Blog of Obscurity

A Very Munchkinly Blog

Friday, March 25, 2005

The Value of Life

OpinionJournal - Peggy Noonan:

Our children have been reared in the age of abortion, and are coming of age in a time when seemingly respectable people are enthusiastic for euthanasia. It cannot be good for our children, and the world they will make, that they are given this new lesson that human life is not precious, not touched by the divine, not of infinite value.

Once you 'know' that--that human life is not so special after all--then everything is possible, and none of it is good. When a society comes to believe that human life is not inherently worth living, it is a slippery slope to the gas chamber.

I don't know anyone who is "enthusiastic" about the death of Terry Schiavo. In fact, one thing all seem to agree on is that this is a tragic situation.

— WHAT YOU WILL DO —
1 - Duplicate everything in the blog post on the value of life from "I don't know" down to "a tragic situation.".
2 - Write the next part of the blog post on the value of life, picking up after its final sentence.

— STUDY MATERIAL —
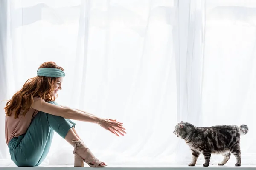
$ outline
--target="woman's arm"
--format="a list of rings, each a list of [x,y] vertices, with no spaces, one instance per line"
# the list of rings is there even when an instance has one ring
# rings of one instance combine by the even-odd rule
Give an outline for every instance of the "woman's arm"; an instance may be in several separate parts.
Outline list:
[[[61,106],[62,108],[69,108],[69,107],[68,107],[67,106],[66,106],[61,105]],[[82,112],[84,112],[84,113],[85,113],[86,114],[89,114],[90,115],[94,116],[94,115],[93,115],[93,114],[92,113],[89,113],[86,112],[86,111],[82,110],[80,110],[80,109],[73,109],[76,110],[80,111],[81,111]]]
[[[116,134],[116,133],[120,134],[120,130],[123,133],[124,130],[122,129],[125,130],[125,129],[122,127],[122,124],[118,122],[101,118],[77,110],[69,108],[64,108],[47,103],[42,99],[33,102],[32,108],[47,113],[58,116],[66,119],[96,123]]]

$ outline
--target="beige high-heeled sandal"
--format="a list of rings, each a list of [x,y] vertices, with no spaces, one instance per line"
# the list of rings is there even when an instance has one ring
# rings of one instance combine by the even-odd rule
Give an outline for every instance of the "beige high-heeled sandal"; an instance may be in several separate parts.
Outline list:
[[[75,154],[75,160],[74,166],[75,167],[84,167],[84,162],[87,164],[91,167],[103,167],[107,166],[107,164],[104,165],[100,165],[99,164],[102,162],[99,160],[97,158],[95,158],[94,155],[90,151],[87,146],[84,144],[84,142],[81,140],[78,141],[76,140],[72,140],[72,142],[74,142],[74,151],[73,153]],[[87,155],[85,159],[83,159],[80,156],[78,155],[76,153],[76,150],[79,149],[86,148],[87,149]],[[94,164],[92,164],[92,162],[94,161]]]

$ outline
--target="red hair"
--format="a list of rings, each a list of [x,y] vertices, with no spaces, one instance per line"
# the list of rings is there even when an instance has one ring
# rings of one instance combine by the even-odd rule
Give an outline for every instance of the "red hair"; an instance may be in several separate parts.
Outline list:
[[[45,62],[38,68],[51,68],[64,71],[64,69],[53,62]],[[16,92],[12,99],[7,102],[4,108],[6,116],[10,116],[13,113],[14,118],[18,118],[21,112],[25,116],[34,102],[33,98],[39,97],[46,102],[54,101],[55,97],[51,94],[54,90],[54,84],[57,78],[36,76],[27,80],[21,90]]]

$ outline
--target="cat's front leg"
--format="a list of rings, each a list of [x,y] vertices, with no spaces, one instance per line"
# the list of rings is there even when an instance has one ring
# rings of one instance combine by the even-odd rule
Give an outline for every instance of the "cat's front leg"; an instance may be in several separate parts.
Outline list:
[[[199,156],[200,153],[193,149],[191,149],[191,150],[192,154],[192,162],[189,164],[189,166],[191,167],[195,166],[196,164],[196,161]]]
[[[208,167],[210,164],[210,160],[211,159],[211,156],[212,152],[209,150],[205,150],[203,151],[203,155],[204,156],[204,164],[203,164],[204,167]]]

==

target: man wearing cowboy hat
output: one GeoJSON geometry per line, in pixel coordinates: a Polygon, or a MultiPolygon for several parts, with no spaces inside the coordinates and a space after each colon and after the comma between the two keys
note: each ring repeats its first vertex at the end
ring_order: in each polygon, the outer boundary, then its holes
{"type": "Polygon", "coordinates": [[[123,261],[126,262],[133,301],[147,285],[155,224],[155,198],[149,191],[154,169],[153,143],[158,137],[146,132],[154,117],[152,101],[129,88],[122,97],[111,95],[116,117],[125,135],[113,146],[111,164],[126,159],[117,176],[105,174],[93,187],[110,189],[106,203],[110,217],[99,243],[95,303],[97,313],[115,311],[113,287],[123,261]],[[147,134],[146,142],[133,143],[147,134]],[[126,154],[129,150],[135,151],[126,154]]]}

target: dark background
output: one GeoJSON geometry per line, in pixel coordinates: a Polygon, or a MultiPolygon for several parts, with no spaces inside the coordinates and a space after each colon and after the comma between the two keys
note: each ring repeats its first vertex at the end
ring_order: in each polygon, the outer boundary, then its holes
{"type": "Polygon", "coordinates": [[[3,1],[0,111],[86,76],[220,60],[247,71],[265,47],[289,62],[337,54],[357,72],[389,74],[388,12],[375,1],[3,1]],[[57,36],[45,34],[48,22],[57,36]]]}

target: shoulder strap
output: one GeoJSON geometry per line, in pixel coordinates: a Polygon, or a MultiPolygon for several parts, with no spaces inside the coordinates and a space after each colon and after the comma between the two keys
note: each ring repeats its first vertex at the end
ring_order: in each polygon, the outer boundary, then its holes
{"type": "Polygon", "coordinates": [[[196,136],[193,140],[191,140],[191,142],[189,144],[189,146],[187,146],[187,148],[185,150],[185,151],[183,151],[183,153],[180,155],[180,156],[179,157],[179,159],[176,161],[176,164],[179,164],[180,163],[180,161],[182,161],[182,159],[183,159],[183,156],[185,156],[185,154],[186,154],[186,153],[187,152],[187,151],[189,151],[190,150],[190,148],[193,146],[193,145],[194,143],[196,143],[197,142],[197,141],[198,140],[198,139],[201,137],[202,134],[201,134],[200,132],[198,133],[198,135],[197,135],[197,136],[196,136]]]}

* * *

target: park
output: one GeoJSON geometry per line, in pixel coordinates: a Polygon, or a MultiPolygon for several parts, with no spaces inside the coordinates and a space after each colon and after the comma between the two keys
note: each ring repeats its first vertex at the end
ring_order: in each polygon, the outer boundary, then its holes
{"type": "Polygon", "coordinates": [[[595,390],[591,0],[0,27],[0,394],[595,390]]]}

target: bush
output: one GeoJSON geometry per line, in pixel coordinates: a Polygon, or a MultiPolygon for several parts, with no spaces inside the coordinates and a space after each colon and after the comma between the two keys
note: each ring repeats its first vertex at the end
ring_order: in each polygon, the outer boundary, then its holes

— ANSWERS FOR EACH ITEM —
1 -
I don't know anyone who is "enthusiastic" about the death of Terry Schiavo. In fact, one thing all seem to agree on is that this is a tragic situation.

2 -
I believe that every human life does have value and that it has been touched by the Divine. However, that Divine touch does not make life so precious and so sacred that we must exhaust all our resources to keep it in place when it no living is remotely possible. Last week in Houston, a baby's breathing tube was removed because their lungs would never develop to be self-sustaining. The baby only lived moments after the breathing tube was removed. A hundred years ago, the child would never have survived long past birth. With today's technology, it would have spent years in the hospital - but not much else.

Yes, it's a slippery slope. Our technology has reached the point where we can be sustained almost indefinitely. However, that puts the burden back on us to make choices about that technology and how it is used. The Divine touch we have received is what gives us those choices.

Every day I make choices that affect how I live and how I will die. Every hamburger I eat clogs my arteries just a little - making the moment I have a heart problem just a small bit closer. If I were to automatically put "infinite value" on my life, then I would exercise more and eat less meat. Those are my choices, though, and society can't make them for me.

One can acknowledge the uniqueness and worth of human life above other things, but still realize that nothing can be of "infinite value" in a finite world.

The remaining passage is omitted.